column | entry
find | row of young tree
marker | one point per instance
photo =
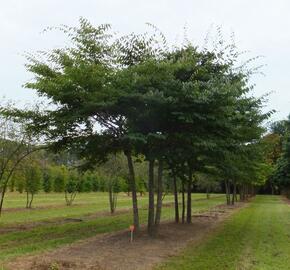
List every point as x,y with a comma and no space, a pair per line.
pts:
185,111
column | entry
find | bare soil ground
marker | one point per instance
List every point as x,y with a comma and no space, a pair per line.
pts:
114,251
59,221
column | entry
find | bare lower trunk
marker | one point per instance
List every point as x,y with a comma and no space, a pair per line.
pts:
159,195
176,200
189,186
2,194
132,184
183,202
151,198
234,193
228,192
207,193
27,199
31,200
112,200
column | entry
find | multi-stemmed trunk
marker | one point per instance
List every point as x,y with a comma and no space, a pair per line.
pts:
132,184
189,186
183,202
234,195
159,195
228,191
151,198
176,206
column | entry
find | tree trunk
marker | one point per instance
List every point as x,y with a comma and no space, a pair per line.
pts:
234,193
176,200
132,184
183,202
151,198
189,186
159,195
207,193
227,186
31,200
111,200
27,199
2,199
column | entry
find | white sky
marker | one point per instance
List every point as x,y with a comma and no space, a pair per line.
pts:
260,26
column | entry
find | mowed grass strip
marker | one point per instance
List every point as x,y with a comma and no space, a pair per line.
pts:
85,204
256,237
43,238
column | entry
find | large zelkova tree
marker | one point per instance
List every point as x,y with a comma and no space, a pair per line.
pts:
181,108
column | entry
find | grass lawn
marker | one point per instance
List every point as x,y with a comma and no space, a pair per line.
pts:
54,206
256,237
46,237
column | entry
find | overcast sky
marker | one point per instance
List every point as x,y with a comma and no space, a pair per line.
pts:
260,26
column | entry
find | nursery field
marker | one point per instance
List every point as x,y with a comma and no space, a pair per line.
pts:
251,235
257,237
50,223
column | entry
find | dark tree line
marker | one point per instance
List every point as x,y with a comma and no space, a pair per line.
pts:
184,110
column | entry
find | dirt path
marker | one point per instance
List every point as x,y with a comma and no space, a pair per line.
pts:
114,251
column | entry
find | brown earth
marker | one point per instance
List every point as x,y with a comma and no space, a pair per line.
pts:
114,250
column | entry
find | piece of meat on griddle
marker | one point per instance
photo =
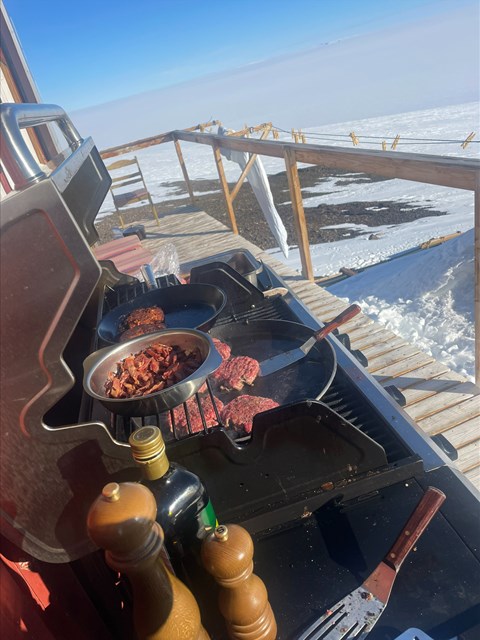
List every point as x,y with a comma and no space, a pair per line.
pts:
239,412
222,348
236,372
145,315
141,330
196,422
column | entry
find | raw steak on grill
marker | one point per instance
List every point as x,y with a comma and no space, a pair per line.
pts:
239,412
196,422
222,348
235,372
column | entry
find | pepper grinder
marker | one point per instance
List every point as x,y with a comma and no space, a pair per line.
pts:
227,553
122,521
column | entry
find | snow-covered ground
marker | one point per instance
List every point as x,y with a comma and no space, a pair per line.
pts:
426,297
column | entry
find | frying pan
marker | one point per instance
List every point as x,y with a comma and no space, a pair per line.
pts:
308,378
186,306
99,363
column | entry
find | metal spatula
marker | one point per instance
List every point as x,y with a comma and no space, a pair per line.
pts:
282,360
354,617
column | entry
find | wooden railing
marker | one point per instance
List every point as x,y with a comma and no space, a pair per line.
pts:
458,173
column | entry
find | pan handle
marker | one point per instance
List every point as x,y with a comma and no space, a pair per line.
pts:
416,525
346,315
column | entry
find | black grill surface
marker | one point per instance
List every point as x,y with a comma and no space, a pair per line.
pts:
342,396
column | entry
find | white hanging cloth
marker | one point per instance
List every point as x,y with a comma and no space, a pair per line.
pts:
257,177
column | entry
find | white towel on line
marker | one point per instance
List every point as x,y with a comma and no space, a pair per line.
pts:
258,179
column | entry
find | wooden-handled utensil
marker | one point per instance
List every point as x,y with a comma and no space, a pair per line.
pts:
282,360
354,617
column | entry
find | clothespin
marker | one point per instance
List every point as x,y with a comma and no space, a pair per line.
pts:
395,142
467,140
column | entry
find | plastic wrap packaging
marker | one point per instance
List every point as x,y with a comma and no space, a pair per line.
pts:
165,261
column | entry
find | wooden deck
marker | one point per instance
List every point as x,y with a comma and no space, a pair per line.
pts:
438,400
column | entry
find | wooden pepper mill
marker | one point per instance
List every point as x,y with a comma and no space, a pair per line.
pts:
227,553
122,521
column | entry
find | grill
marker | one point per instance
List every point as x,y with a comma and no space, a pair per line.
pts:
323,486
342,397
308,524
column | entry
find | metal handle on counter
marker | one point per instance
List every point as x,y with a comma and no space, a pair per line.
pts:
19,162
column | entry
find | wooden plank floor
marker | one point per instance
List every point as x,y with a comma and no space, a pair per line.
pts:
438,400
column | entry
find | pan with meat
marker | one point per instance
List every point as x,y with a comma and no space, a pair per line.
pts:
185,306
255,341
152,373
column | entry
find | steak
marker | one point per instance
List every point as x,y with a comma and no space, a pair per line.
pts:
235,372
141,330
147,315
239,412
196,423
222,348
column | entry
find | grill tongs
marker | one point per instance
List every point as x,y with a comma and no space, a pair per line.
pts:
354,617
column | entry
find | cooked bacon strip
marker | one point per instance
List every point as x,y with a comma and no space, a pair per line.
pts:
155,368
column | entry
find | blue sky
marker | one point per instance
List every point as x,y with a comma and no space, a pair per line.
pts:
91,52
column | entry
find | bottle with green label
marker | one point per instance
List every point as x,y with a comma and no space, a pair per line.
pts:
185,512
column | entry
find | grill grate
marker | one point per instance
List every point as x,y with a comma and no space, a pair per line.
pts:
342,396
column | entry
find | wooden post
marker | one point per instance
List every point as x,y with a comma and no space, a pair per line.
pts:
224,183
184,170
477,281
298,212
251,160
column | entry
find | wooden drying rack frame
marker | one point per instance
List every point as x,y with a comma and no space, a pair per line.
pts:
457,173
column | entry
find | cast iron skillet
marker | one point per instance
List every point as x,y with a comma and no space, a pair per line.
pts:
186,306
308,378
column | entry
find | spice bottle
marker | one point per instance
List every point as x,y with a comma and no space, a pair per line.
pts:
184,510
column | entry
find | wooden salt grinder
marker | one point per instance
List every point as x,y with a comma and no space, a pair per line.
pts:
227,553
122,521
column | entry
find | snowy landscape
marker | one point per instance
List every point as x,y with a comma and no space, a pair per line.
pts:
427,297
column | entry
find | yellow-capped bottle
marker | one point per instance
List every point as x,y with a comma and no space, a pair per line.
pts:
184,510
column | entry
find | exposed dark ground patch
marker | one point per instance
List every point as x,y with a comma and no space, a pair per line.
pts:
250,221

Stated goal: Leave out the pictures and transcribe everything else exactly.

Exercise answer:
column | entry
find | row of young tree
marker | one point per instance
photo =
List every point as x,y with a comma and no space, a pair per line.
pts:
185,111
column | entry
find | bare soil ground
marker | one point per instance
List every point as x,y with a comma and no space, a pair per line.
pts:
114,251
59,221
column | entry
find | bare lower trunk
marker | one point per instance
List every point as x,y with a comma and no space, a pair per line.
pts:
159,195
176,200
189,186
2,194
132,184
183,202
151,198
234,193
228,192
207,193
27,199
31,200
112,200
column | entry
find | multi-stemmed trunk
marker | one point per instance
List every point as x,y with a comma and no space, a pair per line.
pts:
132,184
189,186
183,202
234,195
159,195
228,191
151,198
176,206
column | entry
find | tree trunk
marker | one point per instance
List every point as x,y with a comma and no space, a pair per line.
pts:
234,193
176,200
132,184
183,202
151,198
189,186
159,195
207,193
227,186
31,200
111,200
27,199
2,199
column | entry
find | white sky
marker | one point per instance
List every point as x,y with a comma and no space, a pair per line.
pts:
260,26
column | entry
find | mowed grass strip
marker | one point per instance
List every point as x,y with a comma and no space, a pair per line.
pts:
85,204
256,237
43,238
column | entry
find | large zelkova tree
marker | one point per instance
List every point as x,y with a comma and no space, a pair per line.
pts:
181,108
column | entry
find | grass lawn
marker | one point per instance
List every point as x,y with a comma and no space, a pair per line.
pts:
54,206
256,237
46,237
column | entry
find | overcast sky
marker | one point per instance
List every point as x,y with a comma and no space, a pair per line.
pts:
260,26
column | entry
find | nursery field
marker | one point per instance
List every point as x,y with a comma and no space, a pair per line.
pts:
251,235
257,237
50,223
column | entry
find | dark tree line
marker | one point per instance
List every point as x,y with a comma and no space, a pair per line.
pts:
184,110
column | entry
find | dirt path
marker | one point per instance
List every point as x,y with a comma and no space, a pair per line.
pts:
114,251
column | entry
find | brown earth
marker | one point per instance
List every point as x,y with a comma and no space, a pair per line.
pts:
114,250
column | entry
find | piece of meat on griddle
marker | one point per instance
photo =
List every point as x,y with a comma and no space, a pair per line.
pts:
239,412
222,348
236,372
145,315
141,330
196,422
column | entry
find | raw steak on grill
marker | one point per instance
List every point as x,y with a comma and no space, a pair per line.
pts:
239,412
196,422
222,348
235,372
column | entry
find | pepper grinder
marker | one point per instance
List every point as x,y with a comma and no space, a pair per line.
pts:
227,553
122,521
column | entry
find | snow-covered ground
marker | one point per instance
List every point as x,y with a comma and no space, a pair per line.
pts:
426,297
column | entry
find | frying pan
marker | one point per instance
List every point as x,y with a comma and no space, a pair per line.
pts:
308,378
186,306
99,363
column | entry
find | metal spatula
marker | one point per instance
List every point as x,y with a comma and no space, a pair per line.
pts:
282,360
354,617
column | entry
find | wooden railing
marker | one point per instance
List every point as x,y with a comma and no space, a pair per line.
pts:
458,173
column | entry
find | pan handle
marker | one point per instance
List every point as x,y with a comma and no space, a pair per line.
pts:
416,525
346,315
column | entry
find | black grill surface
marker | one point per instance
List every point as x,y with a comma and no space, a pair per line.
pts:
342,396
column | entry
find | white hanging cloth
marker | one point per instance
List every point as x,y with a comma and no space, a pair per line.
pts:
257,177
column | entry
find | white towel on line
marker | one point per instance
List every point as x,y with a comma and no space, a pair per line.
pts:
258,179
column | entry
find | wooden-handled utensil
marker | one point per instance
List every point as x,y with a comma and no space, a pair per line.
pts:
282,360
354,617
column | entry
find | clothespin
marker | one point per instance
List every point as x,y with a comma and no space, a pair per line.
pts:
395,142
467,140
column | entry
find | plastic wrap packaging
marker | one point per instance
List every point as x,y with a comma and no space, a pair per line.
pts:
165,261
column | entry
find | wooden deck
marker | one point per instance
List every point as x,y with a comma and no space, a pair per line.
pts:
438,400
column | entry
find | wooden pepper mill
marker | one point per instance
List every point as x,y with a comma and no space, a pair per line.
pts:
227,553
122,521
column | entry
find | grill
marker | one point per instance
List every point as x,y with a comma and no space, a pair per line.
pts:
323,486
342,397
308,524
column | entry
find | metal handle on counter
marker | one point per instance
List every point as x,y with a comma and no space, a pair per line.
pts:
19,162
column | entry
find | wooden plank floor
marker | one point per instance
List every point as x,y with a comma and no space, a pair per line.
pts:
438,400
column | entry
find | pan with meat
marker | one point per instance
List every point as x,y with a comma and no space, a pair per line.
pts:
185,306
255,341
152,373
column | entry
find | steak
marker | one point per instance
List every point as x,y with a comma and no space, a pair per line.
pts:
235,372
141,330
147,315
239,412
196,423
222,348
column | entry
find | grill tongs
marker | one point per instance
List every point as x,y with a comma and no space, a pair per line.
pts:
354,617
column | entry
find | cooked bacon strip
marker | one point per instance
List every point as x,y with a comma and no space, a pair per line.
pts:
155,368
column | entry
find | blue sky
marker | one point per instance
List every point as x,y with a comma and no space, a pair per line.
pts:
91,52
column | entry
find | bottle with green label
marker | one point per instance
List every point as x,y with a comma and no space, a pair per line.
pts:
185,512
column | entry
find | grill grate
marker | one point per instance
List every point as x,y with a comma and no space, a pair per line.
pts:
342,396
column | entry
find | wooden post
marker | one point per instance
List every point as x,y with a comma and no space, a pair per line.
pts:
224,183
184,170
477,281
298,212
251,160
column | entry
find | wooden drying rack frame
marker | one point per instance
List every point as x,y with a comma and no space, a pair per line.
pts:
457,173
column | entry
find | cast iron skillet
marker | one point per instance
List every point as x,y with a comma and no space, a pair per line.
pts:
186,306
308,378
column | entry
find | spice bottle
marker | one point per instance
List every point as x,y with a comma and no space, a pair per line.
pts:
184,510
column | entry
find | wooden salt grinder
marker | one point per instance
List every point as x,y with a comma and no space, a pair per line.
pts:
227,553
122,521
column | entry
find | snowy landscape
marker | one point per instance
List every point as x,y with a comma and no space, a pair per line.
pts:
427,297
column | entry
find | yellow-capped bottle
marker | one point per instance
List every point as x,y with a comma and no space, a pair per line.
pts:
184,510
column | entry
find | exposed dark ground patch
marker | one point per instance
List every point as x,y with a comma and no space, a pair per line.
pts:
250,221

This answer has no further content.